TEKSTFRAGMENT
┌──

RECHTBANK Gelderland

Civiel recht
Zittingsplaats Arnhem
Zaaknummer: C/05/420231 / HA ZA 23-249
Vonnis van 22 mei 2024
in de zaak van

1.[eiser 1] ,

2.
[eiser 2],
beiden wonende te [woonplaats] ,
eisende partijen,
hierna samen te noemen: [gezamenlijke eisers] ,
advocaat: mr. J.J.H. Post te Barneveld,
tegen

1.[gedaagde 1] ,

2.
[gedaagde 2],
beiden wonende te [woonplaats] ,
gedaagde partijen,
hierna samen te noemen: [gezamenlijke gedaagden] ,
advocaat: mr. B.H.M. Karens te Ede.

1.De procedure

1.1.
Het verloop van de procedure blijkt uit:
- het tussenvonnis van 8 november 2023
- het proces-verbaal van de mondelinge behandeling van 28 februari 2024.
1.2.
Ten slotte is vonnis bepaald.

2.De feiten

2.1.
Op 8 juli 2021 heeft [gezamenlijke eisers] bij [gezamenlijke gedaagden] thuis (buiten de makelaar van [gezamenlijke gedaagden] om) mondeling overeenstemming bereikt met [gezamenlijke gedaagden] over de koop van de aan [gezamenlijke gedaagden] in eigendom toebehorende woning alsmede een bakhuis en diverse bijgebouwen, staande en gelegen aan de [adres] In een van die bijgebouwen was een voor het publiek openstaande vlinder- en plantentuin, genaamd de [naam tuin] , gerealiseerd.
[gezamenlijke eisers] is akkoord gegaan met de door [gezamenlijke gedaagden] gevraagde koopprijs van € 1.390.000,--.
2.2.

└──

GEGEVENSOVERZICHT
┌──

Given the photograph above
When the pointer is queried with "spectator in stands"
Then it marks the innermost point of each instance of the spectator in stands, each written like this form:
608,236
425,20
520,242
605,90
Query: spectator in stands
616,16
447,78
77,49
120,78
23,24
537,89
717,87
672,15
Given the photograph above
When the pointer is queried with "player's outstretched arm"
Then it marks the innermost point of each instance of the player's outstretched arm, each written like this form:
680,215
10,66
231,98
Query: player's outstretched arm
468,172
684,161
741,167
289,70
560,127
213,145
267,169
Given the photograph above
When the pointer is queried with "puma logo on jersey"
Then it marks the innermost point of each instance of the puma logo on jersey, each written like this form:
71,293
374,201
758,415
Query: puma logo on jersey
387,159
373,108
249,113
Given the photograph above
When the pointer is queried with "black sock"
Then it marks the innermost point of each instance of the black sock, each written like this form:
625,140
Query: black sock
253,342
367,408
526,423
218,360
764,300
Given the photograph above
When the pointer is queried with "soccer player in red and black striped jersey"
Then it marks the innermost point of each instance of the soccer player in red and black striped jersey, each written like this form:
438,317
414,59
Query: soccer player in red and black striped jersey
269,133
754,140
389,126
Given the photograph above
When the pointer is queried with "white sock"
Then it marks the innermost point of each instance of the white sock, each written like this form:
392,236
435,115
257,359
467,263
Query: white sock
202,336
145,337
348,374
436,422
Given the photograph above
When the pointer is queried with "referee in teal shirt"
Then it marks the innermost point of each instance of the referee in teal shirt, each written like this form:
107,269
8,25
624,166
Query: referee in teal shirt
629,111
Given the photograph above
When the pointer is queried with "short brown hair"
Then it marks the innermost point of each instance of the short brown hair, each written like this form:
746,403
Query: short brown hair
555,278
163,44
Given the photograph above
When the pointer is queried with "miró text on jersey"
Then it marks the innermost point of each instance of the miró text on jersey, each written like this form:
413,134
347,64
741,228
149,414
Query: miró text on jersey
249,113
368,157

└──

OPDRACHT
Welke koopprijs noemt het vonnis voor de woning met het bakhuis en de bijgebouwen? De rijen staan los van het vonnis.

ANTWOORD
De koopprijs bedroeg € 1.390.000,--.